### MATERIAL PROVIDED ###

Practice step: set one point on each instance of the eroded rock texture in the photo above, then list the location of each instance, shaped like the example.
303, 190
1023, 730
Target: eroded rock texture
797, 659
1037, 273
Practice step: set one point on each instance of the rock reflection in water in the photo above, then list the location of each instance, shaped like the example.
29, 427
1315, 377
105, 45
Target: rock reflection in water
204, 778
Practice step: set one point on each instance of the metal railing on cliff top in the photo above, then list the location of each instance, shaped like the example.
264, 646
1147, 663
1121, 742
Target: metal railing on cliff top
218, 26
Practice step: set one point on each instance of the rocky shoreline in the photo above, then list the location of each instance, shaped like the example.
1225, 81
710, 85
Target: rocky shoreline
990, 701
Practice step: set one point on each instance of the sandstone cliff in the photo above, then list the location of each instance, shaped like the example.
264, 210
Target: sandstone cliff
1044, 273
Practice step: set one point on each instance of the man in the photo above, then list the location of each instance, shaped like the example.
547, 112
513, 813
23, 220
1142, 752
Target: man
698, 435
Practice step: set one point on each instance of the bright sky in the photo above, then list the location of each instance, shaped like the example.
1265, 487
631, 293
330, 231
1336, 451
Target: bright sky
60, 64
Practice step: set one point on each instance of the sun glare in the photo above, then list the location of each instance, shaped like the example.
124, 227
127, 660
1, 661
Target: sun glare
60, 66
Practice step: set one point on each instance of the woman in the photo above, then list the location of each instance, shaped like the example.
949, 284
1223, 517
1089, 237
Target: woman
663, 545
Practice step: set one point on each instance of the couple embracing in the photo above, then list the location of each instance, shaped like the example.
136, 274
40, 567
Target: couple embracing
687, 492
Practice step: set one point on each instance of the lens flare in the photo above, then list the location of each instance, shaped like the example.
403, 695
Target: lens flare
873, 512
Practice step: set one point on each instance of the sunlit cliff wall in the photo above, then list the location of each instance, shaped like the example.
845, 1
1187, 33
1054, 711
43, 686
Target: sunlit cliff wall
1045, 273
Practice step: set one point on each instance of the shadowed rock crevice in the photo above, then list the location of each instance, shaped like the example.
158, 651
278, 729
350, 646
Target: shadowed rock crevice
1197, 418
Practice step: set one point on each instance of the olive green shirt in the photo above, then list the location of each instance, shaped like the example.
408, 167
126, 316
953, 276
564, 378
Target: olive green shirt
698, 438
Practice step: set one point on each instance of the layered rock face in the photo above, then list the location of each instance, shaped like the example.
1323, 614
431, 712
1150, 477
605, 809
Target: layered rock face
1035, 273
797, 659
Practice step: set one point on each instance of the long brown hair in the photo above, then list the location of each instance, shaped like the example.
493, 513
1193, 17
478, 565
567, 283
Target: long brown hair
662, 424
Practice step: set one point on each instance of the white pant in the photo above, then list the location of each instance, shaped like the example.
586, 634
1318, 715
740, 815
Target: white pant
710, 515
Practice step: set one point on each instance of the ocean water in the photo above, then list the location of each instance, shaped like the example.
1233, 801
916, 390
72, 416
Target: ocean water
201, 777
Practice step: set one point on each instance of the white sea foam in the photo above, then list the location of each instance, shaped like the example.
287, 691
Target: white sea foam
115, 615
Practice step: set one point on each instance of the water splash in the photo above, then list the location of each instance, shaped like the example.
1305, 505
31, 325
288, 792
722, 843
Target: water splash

###

• WHAT THE TASK ASKS:
Repeat only the lines from the one holding "Practice step: set one point on each instance of the lens" through the last line of the data.

• COMPLETE RESPONSE:
Practice step: set one point on each instance of the lens flare in the photo above, then list the location of each instance, shaped like the example.
403, 695
Target: lens flare
873, 512
Practice step: set one point on each instance of the sunlit cliff wall in the photo above, then list the location of each instance, shaped like the example.
845, 1
1187, 33
1054, 711
43, 686
Target: sunlit cliff wall
1045, 273
Practice step: set one point on each instance of the shadowed rock crevice in the photo above, then list the location of each instance, shaped like the example.
158, 651
278, 729
350, 646
Target: shadowed rock crevice
1197, 418
Practice step: set one point on each instance of the olive green shirt in the photo above, then list the location of each instance, shaped like the example.
408, 167
126, 316
953, 276
564, 378
Target: olive green shirt
698, 438
Practice step: set one point on each instance of the layered rock face in the photo above, then list the location of each instance, shaped like the example.
1323, 614
431, 712
1150, 477
605, 809
Target: layered rock face
1035, 273
797, 659
Practice step: set one point on each instance of the long brown hair in the photo above, then list the location of each instance, shaped like the example.
493, 513
1193, 17
478, 565
567, 283
Target: long brown hair
662, 424
Practice step: set one point on each instance of the white pant in the photo above, then list the location of each instance, shaped like the example.
586, 634
1318, 715
740, 815
Target: white pant
710, 515
Practice step: set one point on each instance of the ocean water in the photo above, then list the location of each instance, shaped like the example.
1233, 801
916, 390
72, 416
Target: ocean water
201, 777
Practice step: set one point on each instance of the white sea foam in the photo above, then list the location of each instance, shaped like the example.
287, 691
Target: white sea foam
115, 615
Practice step: set one point on each instance of the water splash in the photo above, then list the location of each instance, shaped like the example.
1305, 505
31, 325
288, 792
722, 843
Target: water splash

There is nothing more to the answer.